Point localization data –
+++++
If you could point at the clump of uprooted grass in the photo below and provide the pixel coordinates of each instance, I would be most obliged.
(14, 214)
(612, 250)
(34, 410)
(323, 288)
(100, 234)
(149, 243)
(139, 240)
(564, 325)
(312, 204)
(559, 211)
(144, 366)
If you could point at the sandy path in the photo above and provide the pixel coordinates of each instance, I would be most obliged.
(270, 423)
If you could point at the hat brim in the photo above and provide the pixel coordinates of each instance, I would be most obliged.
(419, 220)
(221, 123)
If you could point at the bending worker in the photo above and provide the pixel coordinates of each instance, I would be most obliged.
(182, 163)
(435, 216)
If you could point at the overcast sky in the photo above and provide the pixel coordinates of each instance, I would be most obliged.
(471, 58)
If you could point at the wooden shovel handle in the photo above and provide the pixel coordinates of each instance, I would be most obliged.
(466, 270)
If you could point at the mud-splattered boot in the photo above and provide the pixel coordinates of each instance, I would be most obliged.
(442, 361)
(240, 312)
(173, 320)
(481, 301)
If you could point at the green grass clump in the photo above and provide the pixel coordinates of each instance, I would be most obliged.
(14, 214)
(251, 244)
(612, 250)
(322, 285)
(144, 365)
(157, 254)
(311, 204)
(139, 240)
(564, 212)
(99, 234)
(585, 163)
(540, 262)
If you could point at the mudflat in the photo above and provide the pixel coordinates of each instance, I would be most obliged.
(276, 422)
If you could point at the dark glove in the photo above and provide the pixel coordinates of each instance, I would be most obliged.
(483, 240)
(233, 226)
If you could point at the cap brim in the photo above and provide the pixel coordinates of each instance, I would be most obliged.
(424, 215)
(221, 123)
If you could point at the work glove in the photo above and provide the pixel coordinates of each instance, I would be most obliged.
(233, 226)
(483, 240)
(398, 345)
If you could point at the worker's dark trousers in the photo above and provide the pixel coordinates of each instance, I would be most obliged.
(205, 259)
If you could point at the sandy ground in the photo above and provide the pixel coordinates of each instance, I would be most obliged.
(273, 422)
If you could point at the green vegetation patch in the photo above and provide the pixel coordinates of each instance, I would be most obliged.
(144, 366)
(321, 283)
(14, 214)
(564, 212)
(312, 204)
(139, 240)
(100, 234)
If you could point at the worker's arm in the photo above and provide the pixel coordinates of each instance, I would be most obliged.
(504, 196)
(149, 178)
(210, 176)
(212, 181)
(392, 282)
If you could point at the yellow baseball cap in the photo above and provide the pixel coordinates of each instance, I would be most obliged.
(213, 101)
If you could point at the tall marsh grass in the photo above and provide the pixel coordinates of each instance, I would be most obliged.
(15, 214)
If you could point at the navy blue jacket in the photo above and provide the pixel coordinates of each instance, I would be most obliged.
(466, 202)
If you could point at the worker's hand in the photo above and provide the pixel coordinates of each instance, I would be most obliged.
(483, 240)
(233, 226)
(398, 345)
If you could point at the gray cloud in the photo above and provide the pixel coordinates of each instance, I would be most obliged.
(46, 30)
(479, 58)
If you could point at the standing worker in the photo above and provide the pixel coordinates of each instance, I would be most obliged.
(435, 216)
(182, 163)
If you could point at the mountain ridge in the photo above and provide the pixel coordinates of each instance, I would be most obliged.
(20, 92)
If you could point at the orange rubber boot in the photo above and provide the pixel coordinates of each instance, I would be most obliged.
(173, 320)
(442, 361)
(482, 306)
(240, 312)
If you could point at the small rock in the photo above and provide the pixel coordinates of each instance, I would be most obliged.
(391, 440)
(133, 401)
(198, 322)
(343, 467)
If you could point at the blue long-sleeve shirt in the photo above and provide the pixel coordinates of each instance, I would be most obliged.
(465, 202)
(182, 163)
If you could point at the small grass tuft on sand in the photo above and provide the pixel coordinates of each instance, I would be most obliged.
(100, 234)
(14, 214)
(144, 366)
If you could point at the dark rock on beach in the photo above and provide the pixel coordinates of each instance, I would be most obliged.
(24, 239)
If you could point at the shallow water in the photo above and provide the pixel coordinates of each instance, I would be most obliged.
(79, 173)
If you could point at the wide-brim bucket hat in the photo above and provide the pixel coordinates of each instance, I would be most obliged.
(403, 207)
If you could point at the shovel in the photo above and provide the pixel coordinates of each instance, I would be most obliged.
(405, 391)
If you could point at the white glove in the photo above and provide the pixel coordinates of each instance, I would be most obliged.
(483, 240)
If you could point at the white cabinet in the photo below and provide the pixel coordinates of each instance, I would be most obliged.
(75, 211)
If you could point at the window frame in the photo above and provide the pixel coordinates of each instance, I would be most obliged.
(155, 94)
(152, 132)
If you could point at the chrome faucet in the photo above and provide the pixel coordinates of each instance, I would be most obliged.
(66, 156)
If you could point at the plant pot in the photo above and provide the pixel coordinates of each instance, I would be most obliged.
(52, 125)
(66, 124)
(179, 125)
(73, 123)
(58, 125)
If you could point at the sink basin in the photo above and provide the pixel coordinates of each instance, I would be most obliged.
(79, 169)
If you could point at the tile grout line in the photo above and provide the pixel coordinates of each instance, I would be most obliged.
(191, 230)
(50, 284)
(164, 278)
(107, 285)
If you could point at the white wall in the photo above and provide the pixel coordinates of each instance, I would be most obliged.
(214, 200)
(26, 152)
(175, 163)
+++++
Nothing but the lines from the line containing "If you could point at the white wall" through the final line of the entries should appear in your answer, copied exactly.

Result of this exercise –
If you could point at the white wall in the photo above and provide the pixel coordinates of each instance, I would be most obliged.
(214, 200)
(26, 152)
(175, 163)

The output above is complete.